Reproduza sem alterações a parte do trecho sobre as lesões da autora que começa nas palavras que contêm "88) Foi submetida" e termina logo depois de "pernas – Quesito 85º).".

Trecho para leitura -
+--

83) Socorrida no Hospital de S. Teotónio de Viseu, a autora C... ficou ali internada até ao dia 06.2.2004, altura em que lhe foi dada alta hospitalar – Quesito 75º).

84) Nesse período, foi submetida a intervenção cirúrgica para redução da fractura cominutiva dos ossos próprios do nariz – Quesito 76º).

85) Apesar da alta hospitalar, a autora C... continuava com a perna e pé esquerdos inchados e com muitas dores – Quesito 77º).

86) Sendo que, durante mais de dois meses, andou apoiada numa muleta, para assim poder caminhar – Quesito 78º).

87) Pois não podia pôr o pé no chão e apoiar-se nele, devido às dores intensas que isso lhe provocava – Quesito 79º).

88) Foi submetida a vários exames médicos, várias consultas médicas e tratamentos – Quesito 80º).

89) A autora C (…) desde o acidente, nunca mais fez marcha acelerada ou correu, pois que, fazendo-o, sente profundas e agudas dores ao nível do tornozelo esquerdo – Quesito 81º).

90) Não consegue manter-se apoiada nesse pé por períodos de tempo superiores a 30 minutos – Quesito 82º).

91) Nem pode caminhar transportando objectos pesados, que, de imediato, sente dores agudas no dito pé – Quesito 83º).

92) Aquando das mudanças de tempo, sente sempre naquele pé mal estar e dores – Quesito 84º).

93) A autora C (…) ficou com extensas e profundas cicatrizes em ambas as faces anteriores das pernas – Quesito 85º).

94) A autora ficou com 2 cicatrizes na metade esquerda da região frontal da face, com 3,5 e 4 cms de comprimento, respectivamente – Quesito 86º).

95) Ficou com duas cicatrizes com cerca de 6cm de comprimento, que se cruzam na fronte, imediatamente acima da cana do nariz, as quais a desfeiam, esclarecendo-se que o dano estético é fixável no grau 3, numa escala de 7 graus de gravidade crescente – Quesitos 87º e 88º).

96) A autora C (…) trabalhava, aquando do acidente, como auxiliar educativa na Escola Primária de ..., em ..., auferindo, como salário mensal, a quantia de € 431,36 – Quesitos 89º e 90º).

+--

Dados fornecidos -
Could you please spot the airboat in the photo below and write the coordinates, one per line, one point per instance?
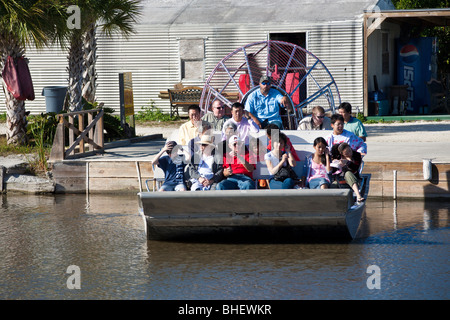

+--

Resposta ao problema -
88) Foi submetida a vários exames médicos, várias consultas médicas e tratamentos – Quesito 80º).

89) A autora C (…) desde o acidente, nunca mais fez marcha acelerada ou correu, pois que, fazendo-o, sente profundas e agudas dores ao nível do tornozelo esquerdo – Quesito 81º).

90) Não consegue manter-se apoiada nesse pé por períodos de tempo superiores a 30 minutos – Quesito 82º).

91) Nem pode caminhar transportando objectos pesados, que, de imediato, sente dores agudas no dito pé – Quesito 83º).

92) Aquando das mudanças de tempo, sente sempre naquele pé mal estar e dores – Quesito 84º).

93) A autora C (…) ficou com extensas e profundas cicatrizes em ambas as faces anteriores das pernas – Quesito 85º).